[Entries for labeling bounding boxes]
——
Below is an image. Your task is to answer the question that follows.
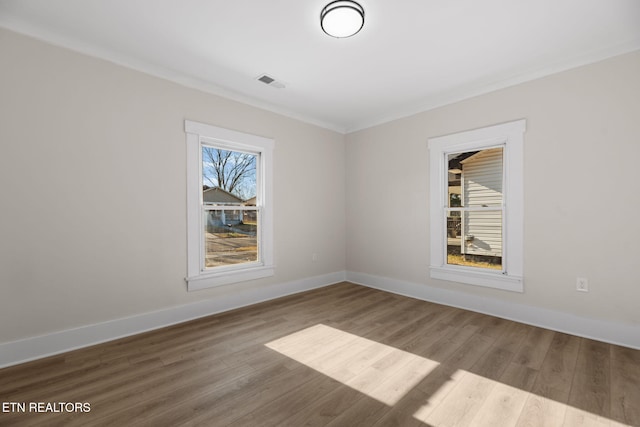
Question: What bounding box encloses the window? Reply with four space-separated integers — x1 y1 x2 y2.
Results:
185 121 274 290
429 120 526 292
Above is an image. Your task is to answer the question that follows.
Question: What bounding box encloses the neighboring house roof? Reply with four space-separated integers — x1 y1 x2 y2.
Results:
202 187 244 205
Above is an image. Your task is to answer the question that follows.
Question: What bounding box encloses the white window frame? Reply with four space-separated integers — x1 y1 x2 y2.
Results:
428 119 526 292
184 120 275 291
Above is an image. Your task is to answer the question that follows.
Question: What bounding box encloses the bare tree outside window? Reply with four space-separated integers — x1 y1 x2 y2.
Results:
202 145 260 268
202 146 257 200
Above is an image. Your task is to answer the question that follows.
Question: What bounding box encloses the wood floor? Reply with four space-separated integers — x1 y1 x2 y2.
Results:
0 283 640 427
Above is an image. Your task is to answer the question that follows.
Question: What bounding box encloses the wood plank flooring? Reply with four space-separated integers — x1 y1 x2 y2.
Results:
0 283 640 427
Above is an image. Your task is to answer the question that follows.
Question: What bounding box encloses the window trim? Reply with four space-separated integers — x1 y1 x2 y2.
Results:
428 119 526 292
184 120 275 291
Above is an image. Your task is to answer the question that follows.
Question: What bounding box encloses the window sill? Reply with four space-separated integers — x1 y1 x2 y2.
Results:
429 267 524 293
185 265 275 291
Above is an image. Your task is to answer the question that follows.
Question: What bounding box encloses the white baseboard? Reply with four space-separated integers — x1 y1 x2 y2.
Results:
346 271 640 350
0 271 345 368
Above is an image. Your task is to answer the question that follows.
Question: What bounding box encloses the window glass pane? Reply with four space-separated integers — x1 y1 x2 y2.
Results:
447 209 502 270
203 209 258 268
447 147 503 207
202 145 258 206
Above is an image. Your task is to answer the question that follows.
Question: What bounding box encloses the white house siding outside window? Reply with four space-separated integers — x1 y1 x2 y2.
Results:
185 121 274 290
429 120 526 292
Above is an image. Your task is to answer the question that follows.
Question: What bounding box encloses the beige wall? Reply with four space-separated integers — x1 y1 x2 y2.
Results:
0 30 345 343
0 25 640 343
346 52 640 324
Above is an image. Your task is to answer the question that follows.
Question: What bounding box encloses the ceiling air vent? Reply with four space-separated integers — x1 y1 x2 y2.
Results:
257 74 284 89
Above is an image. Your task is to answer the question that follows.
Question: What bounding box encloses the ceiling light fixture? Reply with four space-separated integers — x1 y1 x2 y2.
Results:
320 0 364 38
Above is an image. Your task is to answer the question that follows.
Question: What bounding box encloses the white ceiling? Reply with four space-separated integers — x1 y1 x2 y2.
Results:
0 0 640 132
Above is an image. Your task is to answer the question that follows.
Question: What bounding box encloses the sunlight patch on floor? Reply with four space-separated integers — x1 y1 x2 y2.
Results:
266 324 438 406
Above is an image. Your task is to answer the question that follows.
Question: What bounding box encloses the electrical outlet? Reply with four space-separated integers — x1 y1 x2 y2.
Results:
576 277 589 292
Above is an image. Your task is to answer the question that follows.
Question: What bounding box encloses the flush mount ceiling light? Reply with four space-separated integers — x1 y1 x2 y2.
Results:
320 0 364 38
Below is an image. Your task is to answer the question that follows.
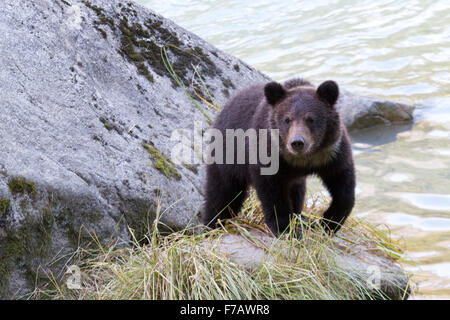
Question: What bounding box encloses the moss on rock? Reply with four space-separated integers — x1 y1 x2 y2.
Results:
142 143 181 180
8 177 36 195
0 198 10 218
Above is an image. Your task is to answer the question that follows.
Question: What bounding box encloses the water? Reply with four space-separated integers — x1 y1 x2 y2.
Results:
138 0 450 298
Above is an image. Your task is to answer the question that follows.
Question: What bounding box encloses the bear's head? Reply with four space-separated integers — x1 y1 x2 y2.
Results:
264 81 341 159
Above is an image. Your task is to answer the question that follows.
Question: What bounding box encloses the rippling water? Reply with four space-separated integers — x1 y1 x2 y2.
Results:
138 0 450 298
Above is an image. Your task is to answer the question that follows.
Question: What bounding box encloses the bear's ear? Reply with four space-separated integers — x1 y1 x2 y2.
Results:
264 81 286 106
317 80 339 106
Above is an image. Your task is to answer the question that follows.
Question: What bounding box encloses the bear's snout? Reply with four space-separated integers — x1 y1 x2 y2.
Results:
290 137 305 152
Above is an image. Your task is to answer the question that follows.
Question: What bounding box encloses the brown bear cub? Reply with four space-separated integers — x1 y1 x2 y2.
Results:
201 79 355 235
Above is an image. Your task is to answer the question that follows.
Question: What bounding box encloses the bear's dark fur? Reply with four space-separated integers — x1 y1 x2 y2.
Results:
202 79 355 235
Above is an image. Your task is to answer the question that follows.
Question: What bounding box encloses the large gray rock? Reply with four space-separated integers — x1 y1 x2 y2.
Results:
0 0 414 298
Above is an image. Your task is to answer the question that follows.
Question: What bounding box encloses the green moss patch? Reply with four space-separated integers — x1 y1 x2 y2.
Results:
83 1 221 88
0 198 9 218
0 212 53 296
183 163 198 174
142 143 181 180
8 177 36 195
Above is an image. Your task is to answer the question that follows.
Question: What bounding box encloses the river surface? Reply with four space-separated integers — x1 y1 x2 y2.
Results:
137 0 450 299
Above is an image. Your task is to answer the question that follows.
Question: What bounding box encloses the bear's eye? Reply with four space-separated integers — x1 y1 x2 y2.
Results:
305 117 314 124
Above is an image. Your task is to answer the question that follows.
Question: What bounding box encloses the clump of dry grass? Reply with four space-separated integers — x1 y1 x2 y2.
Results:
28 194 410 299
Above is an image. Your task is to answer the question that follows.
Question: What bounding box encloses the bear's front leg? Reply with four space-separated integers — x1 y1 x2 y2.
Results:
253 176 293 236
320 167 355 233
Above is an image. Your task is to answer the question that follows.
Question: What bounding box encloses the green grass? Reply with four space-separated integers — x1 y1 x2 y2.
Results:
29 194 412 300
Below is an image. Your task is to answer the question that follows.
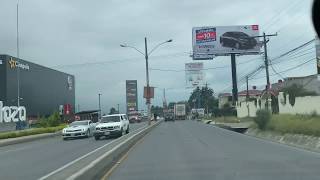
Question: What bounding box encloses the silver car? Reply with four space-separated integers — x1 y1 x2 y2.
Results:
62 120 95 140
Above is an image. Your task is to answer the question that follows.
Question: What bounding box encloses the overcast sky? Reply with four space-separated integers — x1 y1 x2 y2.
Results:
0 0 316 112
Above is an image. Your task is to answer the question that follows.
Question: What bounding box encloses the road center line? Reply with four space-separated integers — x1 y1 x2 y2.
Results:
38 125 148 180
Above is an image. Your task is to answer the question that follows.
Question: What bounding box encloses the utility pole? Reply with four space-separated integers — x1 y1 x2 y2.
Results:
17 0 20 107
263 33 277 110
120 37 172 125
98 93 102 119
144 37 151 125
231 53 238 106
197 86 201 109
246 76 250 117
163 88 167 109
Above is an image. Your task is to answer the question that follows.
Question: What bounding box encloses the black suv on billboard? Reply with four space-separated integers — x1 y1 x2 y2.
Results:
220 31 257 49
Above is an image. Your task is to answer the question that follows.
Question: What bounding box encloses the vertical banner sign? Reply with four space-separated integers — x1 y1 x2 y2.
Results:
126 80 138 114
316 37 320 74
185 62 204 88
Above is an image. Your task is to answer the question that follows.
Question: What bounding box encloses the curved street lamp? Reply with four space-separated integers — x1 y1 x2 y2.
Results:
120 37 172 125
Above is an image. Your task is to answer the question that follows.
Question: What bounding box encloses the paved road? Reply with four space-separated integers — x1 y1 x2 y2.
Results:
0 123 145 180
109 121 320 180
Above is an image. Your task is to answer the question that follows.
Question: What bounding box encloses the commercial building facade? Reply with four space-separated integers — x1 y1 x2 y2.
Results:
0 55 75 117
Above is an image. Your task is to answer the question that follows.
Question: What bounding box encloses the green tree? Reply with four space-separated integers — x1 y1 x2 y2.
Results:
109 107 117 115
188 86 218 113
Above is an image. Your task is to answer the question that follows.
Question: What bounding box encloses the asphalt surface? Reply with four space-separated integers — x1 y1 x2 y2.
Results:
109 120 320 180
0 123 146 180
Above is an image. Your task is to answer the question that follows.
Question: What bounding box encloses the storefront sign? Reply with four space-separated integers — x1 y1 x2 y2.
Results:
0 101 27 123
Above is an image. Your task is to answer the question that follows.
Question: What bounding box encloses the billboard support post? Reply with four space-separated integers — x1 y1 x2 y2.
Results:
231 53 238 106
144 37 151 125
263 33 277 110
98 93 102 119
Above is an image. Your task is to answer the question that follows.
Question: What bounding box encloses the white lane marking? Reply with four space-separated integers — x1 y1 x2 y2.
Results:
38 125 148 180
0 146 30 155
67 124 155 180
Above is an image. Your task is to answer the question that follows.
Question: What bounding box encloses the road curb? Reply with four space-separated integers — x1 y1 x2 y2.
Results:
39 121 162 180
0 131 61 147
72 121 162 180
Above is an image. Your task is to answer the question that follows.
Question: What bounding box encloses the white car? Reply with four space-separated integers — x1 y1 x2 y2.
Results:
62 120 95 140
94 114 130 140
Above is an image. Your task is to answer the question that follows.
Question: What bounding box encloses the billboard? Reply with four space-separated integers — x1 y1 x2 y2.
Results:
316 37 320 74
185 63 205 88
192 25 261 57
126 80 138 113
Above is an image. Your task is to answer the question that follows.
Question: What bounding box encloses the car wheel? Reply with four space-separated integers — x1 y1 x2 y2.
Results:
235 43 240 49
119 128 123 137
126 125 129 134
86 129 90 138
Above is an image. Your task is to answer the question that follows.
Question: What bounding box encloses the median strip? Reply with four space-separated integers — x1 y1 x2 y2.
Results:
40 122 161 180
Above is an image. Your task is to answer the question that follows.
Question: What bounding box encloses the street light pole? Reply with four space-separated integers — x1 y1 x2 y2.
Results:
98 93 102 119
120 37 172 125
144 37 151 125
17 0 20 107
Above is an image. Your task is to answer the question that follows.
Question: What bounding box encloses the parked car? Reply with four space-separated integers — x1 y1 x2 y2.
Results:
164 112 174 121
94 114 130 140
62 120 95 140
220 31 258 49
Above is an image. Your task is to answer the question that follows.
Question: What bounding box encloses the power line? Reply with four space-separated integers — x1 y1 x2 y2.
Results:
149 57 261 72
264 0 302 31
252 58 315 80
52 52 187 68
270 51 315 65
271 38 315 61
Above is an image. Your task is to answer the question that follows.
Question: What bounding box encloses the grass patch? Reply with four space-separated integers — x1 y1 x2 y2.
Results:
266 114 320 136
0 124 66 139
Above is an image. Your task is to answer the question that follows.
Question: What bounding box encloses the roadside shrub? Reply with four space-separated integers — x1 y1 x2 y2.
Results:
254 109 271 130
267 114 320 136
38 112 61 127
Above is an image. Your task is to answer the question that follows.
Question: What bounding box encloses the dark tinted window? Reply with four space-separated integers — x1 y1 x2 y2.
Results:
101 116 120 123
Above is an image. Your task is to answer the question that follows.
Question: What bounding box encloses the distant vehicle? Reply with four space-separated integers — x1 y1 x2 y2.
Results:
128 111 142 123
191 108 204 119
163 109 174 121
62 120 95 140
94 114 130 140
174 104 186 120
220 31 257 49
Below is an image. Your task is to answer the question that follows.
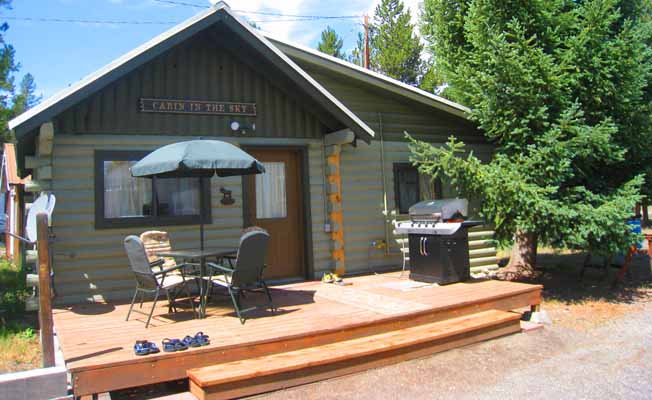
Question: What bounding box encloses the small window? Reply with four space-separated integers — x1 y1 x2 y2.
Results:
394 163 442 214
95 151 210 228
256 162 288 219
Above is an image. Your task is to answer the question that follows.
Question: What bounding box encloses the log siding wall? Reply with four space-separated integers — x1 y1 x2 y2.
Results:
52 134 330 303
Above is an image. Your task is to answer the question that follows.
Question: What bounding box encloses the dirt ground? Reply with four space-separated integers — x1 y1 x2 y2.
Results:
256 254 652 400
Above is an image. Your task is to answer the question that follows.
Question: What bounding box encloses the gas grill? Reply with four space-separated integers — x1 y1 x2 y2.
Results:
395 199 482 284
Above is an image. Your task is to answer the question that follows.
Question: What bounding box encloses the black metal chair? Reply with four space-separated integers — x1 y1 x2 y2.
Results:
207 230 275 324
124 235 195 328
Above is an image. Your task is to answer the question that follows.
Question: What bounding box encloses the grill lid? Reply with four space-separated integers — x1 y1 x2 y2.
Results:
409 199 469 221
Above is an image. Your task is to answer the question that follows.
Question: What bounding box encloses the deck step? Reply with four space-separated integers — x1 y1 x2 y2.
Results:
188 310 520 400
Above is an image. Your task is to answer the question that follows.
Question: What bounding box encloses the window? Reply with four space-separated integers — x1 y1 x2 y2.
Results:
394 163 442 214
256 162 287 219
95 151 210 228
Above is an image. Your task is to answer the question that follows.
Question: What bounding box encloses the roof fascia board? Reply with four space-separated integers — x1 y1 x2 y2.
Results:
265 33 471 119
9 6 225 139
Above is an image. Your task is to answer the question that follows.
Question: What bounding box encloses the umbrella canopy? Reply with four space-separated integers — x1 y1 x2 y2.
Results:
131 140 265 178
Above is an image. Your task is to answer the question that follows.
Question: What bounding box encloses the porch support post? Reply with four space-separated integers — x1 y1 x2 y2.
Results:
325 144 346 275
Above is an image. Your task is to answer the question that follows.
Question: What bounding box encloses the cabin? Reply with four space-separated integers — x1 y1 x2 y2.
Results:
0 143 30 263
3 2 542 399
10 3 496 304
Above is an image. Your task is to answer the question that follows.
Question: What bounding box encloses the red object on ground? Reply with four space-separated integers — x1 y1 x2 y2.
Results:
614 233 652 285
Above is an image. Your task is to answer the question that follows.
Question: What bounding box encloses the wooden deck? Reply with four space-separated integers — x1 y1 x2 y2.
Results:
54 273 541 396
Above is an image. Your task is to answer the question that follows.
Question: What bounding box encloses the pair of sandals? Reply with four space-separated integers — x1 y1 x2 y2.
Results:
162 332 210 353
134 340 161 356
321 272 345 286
——
- Job -
Tally the lines of the material that contain the string "ceiling", treating case as significant. What is the total? Reply with the number alone.

- Correct response -
4